→ Exercise objective: Entries follow. Give back exactly the lines starting at the one containing "x=223, y=224" and ending at the one containing "x=207, y=473", and no other lines.

^^^^^^^^^^^^^^^^

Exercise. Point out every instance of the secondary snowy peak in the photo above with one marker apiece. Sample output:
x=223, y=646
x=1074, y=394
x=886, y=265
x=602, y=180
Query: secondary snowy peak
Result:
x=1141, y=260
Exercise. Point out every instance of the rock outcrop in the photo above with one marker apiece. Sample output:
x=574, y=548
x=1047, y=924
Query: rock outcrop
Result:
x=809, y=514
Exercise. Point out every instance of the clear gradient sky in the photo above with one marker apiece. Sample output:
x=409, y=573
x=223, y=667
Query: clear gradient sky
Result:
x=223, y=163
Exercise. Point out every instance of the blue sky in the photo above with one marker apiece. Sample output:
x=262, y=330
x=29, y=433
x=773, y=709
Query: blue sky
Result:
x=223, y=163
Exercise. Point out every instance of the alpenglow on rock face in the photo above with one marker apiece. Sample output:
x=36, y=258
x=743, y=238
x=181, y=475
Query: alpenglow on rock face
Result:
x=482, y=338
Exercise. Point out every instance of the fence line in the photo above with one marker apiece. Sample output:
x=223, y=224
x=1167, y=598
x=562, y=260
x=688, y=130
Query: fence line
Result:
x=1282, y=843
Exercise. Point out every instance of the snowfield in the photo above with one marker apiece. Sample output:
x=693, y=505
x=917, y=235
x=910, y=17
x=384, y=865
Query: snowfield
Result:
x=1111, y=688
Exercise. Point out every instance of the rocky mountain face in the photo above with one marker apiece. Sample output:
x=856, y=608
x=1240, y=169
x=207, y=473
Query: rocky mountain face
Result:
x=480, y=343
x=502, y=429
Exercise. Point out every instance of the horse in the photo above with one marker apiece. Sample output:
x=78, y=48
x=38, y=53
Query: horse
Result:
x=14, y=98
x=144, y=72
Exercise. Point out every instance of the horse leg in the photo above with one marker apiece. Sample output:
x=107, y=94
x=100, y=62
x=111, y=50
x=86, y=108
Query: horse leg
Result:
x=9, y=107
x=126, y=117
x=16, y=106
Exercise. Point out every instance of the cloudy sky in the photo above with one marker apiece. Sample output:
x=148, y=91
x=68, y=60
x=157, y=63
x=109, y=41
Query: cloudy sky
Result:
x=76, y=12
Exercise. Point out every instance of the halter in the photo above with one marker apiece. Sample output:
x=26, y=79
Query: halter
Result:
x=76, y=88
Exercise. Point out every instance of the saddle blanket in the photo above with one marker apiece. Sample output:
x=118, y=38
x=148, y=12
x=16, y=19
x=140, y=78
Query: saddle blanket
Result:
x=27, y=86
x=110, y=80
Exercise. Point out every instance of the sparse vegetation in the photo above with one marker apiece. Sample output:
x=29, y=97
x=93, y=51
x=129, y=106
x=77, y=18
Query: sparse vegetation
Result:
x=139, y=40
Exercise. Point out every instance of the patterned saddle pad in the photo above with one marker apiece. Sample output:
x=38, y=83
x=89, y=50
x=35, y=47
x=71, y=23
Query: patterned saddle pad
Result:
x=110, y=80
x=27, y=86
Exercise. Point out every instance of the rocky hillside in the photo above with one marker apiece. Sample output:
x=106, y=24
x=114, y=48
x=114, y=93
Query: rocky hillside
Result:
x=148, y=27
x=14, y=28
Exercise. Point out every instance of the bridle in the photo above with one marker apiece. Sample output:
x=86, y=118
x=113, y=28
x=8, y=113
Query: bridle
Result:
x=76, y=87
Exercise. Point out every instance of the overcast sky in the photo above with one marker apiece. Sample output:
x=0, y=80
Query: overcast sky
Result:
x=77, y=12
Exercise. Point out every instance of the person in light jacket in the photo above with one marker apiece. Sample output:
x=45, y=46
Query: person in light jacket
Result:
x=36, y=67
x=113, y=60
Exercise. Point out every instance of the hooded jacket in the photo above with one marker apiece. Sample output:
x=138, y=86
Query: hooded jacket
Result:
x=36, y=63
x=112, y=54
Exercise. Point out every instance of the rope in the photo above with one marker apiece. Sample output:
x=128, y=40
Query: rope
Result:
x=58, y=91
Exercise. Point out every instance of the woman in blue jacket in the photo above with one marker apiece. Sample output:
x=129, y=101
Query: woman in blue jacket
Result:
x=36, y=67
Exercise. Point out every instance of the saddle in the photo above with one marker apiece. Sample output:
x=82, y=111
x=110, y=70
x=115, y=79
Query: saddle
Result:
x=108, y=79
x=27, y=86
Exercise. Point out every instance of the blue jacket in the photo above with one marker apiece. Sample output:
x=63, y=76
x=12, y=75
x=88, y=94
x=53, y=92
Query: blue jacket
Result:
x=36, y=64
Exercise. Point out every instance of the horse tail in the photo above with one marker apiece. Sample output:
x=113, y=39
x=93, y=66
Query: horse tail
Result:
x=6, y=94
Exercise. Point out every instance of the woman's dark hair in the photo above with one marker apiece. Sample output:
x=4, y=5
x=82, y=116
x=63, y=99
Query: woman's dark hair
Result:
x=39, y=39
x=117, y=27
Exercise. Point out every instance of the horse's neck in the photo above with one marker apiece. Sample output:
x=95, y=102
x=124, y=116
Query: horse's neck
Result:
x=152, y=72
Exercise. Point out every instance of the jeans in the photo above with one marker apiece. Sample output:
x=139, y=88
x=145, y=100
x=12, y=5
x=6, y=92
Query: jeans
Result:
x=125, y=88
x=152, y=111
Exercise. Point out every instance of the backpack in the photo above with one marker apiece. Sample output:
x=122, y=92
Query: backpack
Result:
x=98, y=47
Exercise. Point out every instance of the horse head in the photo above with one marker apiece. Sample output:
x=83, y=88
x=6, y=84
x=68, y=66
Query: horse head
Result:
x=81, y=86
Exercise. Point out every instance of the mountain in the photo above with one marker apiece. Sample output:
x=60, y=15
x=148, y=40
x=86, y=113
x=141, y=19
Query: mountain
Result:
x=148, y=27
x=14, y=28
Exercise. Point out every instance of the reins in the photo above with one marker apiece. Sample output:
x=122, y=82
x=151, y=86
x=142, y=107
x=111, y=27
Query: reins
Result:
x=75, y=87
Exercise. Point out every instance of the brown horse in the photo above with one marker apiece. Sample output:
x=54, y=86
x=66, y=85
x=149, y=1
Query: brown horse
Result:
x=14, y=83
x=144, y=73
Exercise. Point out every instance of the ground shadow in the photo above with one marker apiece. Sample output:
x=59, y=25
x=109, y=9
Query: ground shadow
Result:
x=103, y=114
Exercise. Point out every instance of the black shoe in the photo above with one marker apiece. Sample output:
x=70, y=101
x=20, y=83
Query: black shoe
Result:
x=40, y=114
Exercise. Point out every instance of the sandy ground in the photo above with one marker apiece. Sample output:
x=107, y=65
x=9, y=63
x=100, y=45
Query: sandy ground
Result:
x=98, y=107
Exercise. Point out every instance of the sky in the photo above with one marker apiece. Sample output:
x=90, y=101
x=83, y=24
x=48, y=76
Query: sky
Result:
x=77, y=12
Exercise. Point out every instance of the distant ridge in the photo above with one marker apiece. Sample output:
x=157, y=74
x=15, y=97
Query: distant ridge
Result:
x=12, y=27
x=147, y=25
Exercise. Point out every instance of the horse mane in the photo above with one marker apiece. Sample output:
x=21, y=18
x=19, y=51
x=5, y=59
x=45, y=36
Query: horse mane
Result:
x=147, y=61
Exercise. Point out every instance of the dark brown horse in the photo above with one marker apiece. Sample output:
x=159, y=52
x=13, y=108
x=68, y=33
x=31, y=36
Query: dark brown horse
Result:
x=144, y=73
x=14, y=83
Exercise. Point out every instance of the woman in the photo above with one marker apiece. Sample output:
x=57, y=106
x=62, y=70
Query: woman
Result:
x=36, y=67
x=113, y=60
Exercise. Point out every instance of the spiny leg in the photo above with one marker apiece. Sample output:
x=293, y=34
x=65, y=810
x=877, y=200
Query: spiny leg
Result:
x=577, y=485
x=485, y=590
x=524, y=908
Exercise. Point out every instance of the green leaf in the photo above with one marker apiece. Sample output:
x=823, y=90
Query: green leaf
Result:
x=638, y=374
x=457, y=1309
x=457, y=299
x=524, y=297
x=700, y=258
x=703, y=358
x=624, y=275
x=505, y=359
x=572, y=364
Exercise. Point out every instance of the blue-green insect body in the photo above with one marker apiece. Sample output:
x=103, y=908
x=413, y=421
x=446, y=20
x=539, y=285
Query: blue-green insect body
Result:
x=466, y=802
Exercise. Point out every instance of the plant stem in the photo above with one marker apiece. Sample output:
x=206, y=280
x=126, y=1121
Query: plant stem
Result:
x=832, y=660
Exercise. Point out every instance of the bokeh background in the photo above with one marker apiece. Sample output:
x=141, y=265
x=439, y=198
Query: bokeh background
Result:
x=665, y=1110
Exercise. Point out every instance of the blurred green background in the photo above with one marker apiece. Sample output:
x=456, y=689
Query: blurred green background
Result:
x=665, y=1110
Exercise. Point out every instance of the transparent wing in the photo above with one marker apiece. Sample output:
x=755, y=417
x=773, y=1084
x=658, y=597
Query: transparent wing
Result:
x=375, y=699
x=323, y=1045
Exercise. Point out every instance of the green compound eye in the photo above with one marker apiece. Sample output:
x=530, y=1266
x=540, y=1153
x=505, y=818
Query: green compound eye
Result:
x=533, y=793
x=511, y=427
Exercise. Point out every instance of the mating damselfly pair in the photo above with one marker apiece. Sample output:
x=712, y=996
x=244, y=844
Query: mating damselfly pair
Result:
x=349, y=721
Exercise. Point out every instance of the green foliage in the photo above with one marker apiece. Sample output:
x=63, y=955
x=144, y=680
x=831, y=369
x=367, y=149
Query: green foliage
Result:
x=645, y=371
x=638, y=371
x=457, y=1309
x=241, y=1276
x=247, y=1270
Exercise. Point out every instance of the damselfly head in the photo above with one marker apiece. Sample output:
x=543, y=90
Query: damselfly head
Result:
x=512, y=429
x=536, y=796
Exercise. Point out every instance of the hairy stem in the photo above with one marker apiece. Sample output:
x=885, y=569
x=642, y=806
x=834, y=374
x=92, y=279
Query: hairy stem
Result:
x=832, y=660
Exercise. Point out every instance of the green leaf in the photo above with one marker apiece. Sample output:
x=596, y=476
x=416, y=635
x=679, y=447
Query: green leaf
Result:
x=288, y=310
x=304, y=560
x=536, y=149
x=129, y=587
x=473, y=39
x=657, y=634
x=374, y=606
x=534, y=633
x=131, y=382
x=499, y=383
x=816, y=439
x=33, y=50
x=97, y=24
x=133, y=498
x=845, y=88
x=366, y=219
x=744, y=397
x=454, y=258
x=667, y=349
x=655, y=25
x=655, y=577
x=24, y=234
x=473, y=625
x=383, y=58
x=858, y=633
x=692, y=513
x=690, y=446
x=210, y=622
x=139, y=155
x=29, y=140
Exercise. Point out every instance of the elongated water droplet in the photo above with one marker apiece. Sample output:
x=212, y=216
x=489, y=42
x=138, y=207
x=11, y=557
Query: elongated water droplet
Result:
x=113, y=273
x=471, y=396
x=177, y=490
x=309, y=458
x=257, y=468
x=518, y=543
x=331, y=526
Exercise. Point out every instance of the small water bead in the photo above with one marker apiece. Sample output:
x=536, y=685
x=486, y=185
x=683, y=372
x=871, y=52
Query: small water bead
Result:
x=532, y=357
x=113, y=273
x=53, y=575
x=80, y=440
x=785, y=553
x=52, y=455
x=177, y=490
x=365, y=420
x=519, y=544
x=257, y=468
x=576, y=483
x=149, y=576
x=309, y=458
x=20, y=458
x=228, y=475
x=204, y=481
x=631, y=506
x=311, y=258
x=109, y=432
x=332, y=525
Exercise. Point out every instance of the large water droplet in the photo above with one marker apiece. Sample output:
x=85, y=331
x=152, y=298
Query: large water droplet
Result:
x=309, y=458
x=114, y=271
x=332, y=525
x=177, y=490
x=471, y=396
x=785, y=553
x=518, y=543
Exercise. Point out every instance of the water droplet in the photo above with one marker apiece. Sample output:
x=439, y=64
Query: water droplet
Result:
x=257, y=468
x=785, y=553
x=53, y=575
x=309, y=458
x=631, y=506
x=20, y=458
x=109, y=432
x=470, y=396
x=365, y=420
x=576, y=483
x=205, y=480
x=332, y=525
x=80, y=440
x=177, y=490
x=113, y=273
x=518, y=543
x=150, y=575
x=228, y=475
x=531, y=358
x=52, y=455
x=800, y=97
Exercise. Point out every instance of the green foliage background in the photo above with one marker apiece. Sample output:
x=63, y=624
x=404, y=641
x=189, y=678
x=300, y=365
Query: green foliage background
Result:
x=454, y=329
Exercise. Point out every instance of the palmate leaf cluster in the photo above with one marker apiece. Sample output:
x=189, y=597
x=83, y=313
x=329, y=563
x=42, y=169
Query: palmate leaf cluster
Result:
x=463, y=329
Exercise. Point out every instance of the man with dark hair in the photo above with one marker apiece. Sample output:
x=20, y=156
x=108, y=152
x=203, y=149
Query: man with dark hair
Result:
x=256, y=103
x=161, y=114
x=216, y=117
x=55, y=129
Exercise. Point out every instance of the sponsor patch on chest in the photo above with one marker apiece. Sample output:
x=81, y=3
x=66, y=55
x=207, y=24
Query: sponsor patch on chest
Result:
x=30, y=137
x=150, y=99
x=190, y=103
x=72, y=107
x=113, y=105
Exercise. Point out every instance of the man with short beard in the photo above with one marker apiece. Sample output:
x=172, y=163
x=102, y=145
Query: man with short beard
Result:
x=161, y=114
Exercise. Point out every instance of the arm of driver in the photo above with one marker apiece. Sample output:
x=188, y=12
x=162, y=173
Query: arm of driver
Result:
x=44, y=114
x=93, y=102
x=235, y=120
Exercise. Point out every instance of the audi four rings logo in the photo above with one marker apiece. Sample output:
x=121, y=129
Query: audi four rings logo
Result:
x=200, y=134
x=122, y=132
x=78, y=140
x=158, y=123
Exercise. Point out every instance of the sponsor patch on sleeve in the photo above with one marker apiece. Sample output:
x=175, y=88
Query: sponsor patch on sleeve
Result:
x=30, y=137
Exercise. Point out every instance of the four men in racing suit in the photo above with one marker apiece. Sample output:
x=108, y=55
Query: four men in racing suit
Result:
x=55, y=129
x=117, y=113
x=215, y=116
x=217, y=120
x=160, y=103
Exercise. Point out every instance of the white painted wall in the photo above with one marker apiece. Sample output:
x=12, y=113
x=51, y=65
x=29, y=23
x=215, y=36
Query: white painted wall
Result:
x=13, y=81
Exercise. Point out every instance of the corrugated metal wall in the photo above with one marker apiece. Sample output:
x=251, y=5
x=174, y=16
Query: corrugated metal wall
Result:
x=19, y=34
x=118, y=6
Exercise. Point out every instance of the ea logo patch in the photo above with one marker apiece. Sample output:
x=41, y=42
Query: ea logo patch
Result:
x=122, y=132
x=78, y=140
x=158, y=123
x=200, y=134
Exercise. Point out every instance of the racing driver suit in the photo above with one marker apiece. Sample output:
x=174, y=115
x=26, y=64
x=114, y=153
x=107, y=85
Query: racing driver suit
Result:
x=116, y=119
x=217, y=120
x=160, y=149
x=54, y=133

^^^^^^^^^^^^^^^^

→ Task answer:
x=223, y=224
x=1167, y=598
x=562, y=260
x=688, y=130
Query: fence line
Result:
x=1282, y=843
Exercise. Point out every instance of the snowfield in the photo above with one marker apiece. Sample output:
x=693, y=505
x=917, y=235
x=910, y=17
x=384, y=865
Query: snowfield
Result:
x=1111, y=688
Exercise. Point out every instance of the rocky mountain face in the photo above with one marker apiece. Sample output:
x=856, y=608
x=1240, y=169
x=207, y=473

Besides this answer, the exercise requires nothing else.